--- DATASET RECORDS ---

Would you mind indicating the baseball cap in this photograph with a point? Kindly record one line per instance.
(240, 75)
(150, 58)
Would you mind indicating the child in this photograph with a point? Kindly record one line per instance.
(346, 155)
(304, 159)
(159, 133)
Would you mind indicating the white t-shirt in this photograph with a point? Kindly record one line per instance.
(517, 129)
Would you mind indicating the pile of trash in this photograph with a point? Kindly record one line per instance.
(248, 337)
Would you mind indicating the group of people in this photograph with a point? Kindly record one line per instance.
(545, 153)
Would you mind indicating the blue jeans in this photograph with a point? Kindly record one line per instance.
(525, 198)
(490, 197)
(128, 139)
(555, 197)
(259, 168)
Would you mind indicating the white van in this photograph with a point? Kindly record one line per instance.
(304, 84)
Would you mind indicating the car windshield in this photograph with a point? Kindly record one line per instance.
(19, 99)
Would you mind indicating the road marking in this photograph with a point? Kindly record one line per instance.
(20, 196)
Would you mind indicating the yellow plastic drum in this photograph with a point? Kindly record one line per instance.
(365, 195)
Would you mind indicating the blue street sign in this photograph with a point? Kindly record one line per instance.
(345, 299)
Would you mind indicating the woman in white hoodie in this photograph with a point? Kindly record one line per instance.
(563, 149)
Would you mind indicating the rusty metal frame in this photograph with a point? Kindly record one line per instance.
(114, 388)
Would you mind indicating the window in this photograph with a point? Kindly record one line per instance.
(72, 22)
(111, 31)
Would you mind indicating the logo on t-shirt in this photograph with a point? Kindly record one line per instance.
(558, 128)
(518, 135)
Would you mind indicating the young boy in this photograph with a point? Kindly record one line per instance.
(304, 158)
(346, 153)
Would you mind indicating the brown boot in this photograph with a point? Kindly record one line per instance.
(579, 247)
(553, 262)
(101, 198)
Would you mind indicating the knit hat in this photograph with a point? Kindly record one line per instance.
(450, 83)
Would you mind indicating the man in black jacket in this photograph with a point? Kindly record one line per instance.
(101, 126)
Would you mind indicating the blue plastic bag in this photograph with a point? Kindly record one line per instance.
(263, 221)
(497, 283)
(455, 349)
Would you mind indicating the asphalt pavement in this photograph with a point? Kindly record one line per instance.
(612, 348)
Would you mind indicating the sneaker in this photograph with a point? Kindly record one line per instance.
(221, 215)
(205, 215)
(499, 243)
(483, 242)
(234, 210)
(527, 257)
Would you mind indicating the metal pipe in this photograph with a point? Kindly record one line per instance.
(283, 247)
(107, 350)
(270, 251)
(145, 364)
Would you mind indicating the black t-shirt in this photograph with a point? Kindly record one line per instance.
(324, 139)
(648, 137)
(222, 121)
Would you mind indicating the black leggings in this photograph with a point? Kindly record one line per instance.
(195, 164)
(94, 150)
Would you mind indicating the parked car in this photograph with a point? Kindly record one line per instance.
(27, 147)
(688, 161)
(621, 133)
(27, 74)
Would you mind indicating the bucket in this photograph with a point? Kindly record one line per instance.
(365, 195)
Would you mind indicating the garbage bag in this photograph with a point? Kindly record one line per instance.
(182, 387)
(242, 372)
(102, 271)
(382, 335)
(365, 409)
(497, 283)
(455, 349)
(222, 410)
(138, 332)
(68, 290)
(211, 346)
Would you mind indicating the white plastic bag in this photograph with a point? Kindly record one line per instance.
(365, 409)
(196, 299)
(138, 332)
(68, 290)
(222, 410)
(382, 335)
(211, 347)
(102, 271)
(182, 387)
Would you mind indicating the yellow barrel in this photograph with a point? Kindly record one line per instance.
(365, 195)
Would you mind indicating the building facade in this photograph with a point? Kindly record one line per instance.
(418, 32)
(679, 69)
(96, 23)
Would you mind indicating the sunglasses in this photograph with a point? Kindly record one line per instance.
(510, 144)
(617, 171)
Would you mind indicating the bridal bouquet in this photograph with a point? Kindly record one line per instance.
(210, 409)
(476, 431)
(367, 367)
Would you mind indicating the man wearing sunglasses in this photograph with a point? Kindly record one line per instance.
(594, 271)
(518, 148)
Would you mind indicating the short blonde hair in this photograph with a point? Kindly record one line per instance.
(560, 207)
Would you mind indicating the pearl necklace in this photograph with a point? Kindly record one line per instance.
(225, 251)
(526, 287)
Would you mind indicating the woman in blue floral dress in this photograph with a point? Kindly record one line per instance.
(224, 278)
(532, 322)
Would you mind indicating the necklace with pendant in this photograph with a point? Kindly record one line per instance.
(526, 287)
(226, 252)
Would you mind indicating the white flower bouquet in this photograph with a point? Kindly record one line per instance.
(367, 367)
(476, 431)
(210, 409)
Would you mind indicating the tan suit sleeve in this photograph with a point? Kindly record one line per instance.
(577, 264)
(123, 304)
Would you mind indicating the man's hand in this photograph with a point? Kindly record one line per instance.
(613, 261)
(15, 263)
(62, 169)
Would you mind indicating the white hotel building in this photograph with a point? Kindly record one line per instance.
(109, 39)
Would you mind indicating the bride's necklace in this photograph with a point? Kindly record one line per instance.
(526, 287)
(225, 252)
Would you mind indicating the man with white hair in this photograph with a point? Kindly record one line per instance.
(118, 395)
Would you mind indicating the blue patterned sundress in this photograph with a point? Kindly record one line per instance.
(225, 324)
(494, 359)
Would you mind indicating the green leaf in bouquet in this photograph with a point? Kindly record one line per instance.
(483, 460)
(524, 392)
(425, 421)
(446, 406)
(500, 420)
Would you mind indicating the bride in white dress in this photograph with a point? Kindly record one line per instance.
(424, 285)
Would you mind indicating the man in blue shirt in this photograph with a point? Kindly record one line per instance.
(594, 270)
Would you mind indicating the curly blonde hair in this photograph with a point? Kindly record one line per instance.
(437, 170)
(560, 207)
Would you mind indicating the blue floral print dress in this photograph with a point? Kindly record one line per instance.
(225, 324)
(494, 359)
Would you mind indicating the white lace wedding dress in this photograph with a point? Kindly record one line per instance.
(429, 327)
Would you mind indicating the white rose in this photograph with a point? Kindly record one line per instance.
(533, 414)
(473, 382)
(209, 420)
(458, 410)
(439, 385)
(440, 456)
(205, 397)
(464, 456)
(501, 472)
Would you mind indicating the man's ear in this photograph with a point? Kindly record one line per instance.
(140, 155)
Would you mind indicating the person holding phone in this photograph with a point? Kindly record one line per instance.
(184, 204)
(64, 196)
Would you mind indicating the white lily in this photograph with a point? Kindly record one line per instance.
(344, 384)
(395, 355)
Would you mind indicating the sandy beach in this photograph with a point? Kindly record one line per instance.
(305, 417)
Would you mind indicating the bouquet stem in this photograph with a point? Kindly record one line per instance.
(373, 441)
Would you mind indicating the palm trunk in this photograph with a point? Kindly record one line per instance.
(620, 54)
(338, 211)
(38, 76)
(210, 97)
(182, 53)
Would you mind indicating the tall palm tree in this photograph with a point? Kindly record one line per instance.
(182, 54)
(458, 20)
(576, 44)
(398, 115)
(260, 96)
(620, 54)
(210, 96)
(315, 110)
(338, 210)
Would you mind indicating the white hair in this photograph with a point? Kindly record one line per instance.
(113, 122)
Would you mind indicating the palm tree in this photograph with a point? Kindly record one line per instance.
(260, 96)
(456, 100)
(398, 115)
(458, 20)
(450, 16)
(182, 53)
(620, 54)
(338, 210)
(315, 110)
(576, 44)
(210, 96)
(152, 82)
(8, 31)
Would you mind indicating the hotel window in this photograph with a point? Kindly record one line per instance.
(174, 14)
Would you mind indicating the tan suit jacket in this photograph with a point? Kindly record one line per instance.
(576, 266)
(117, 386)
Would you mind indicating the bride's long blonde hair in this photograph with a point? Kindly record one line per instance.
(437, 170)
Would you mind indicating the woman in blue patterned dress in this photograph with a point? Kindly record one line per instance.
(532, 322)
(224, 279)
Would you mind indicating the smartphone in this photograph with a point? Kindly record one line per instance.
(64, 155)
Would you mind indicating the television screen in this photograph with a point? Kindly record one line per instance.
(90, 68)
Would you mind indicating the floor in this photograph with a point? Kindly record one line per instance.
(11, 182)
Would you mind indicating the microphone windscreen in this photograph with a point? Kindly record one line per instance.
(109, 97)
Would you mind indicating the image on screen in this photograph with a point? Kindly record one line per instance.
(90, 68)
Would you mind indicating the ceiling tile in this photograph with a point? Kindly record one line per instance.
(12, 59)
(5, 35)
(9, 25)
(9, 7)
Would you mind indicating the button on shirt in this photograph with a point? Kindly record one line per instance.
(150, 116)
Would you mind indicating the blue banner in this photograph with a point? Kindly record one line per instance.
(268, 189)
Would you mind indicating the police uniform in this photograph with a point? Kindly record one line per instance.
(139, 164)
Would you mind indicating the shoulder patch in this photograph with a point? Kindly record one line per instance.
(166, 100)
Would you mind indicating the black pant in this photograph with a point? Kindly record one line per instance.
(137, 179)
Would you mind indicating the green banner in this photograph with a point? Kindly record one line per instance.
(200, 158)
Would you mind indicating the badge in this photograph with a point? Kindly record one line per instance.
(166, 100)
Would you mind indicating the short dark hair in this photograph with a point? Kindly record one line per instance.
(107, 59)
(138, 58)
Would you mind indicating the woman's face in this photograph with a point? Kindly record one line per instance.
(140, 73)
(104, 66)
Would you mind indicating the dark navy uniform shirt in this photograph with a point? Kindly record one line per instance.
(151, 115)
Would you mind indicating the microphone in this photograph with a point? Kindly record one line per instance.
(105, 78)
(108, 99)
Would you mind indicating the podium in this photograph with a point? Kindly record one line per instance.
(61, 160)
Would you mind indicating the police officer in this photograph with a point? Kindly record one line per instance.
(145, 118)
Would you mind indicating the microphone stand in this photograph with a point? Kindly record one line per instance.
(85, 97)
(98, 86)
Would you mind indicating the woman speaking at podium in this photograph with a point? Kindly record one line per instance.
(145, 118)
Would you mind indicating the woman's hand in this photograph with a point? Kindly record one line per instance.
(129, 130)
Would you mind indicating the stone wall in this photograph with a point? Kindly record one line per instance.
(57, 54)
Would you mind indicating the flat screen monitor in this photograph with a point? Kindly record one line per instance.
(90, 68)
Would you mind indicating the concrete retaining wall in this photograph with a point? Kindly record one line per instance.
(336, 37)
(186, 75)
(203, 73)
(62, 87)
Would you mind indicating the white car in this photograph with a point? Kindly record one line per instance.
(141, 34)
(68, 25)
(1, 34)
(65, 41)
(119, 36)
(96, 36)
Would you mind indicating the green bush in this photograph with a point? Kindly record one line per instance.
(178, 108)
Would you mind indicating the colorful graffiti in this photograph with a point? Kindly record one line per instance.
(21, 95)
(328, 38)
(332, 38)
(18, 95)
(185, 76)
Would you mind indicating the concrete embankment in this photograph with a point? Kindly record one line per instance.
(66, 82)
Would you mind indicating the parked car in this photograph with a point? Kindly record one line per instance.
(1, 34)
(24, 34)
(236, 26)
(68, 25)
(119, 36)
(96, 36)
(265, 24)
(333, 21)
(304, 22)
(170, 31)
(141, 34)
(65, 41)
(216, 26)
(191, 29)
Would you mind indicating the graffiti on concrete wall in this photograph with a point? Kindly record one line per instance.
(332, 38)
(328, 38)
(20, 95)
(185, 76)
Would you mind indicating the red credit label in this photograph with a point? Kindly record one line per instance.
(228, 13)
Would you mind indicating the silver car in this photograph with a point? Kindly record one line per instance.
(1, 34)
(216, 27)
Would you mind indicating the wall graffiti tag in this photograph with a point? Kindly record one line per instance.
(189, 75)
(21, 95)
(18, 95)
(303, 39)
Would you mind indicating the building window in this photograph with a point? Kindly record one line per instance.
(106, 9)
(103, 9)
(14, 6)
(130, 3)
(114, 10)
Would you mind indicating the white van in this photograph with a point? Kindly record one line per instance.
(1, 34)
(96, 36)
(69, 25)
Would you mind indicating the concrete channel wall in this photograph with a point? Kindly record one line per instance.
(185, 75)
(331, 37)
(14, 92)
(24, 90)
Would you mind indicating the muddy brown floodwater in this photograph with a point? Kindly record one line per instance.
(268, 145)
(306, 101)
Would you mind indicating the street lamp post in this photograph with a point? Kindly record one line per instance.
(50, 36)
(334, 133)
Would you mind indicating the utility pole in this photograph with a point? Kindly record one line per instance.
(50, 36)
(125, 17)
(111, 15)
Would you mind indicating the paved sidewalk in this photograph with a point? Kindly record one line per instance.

---

SHORT TASK => Starting at the line with "Would you mind indicating the graffiti", copy every line up to and including the last one in the entries above.

PROBLEM SOLUTION =>
Would you mind indicating the graffiti on concrete wall in this photograph with a point? Kindly record one line per instance.
(332, 38)
(328, 38)
(20, 95)
(185, 76)
Would you mind indicating the red credit label in this photograph with a point? Kindly record one line per instance.
(228, 13)
Would you mind indicating the silver car in this photograph with a point? Kindly record one line per instance.
(1, 34)
(216, 27)
Would you mind indicating the wall graffiti tag in this photograph with a point? Kindly record one line per instance.
(189, 75)
(21, 95)
(18, 95)
(303, 39)
Would you mind indicating the building window in this photograph with a point? Kindly record one line per instance.
(106, 9)
(103, 9)
(14, 6)
(130, 3)
(114, 10)
Would you mind indicating the white van in this photograph with a point? Kindly record one line per instance.
(1, 34)
(96, 36)
(69, 25)
Would you mind indicating the concrete channel wall in this photograph with a point? Kindly record one line per instance.
(185, 75)
(331, 37)
(14, 92)
(24, 90)
Would you mind indicating the muddy brown floodwater in this photograph with a point? Kindly record one line per instance.
(268, 145)
(306, 101)
Would you mind indicating the street lamp post in this photograph with a point? Kindly record one line per instance.
(50, 36)
(334, 133)
Would you mind indicating the utility pole in this photograph with a point? Kindly record one line per instance.
(50, 36)
(125, 17)
(111, 15)
Would you mind indicating the paved sidewalk in this photograph with a point? Kindly record one line per instance.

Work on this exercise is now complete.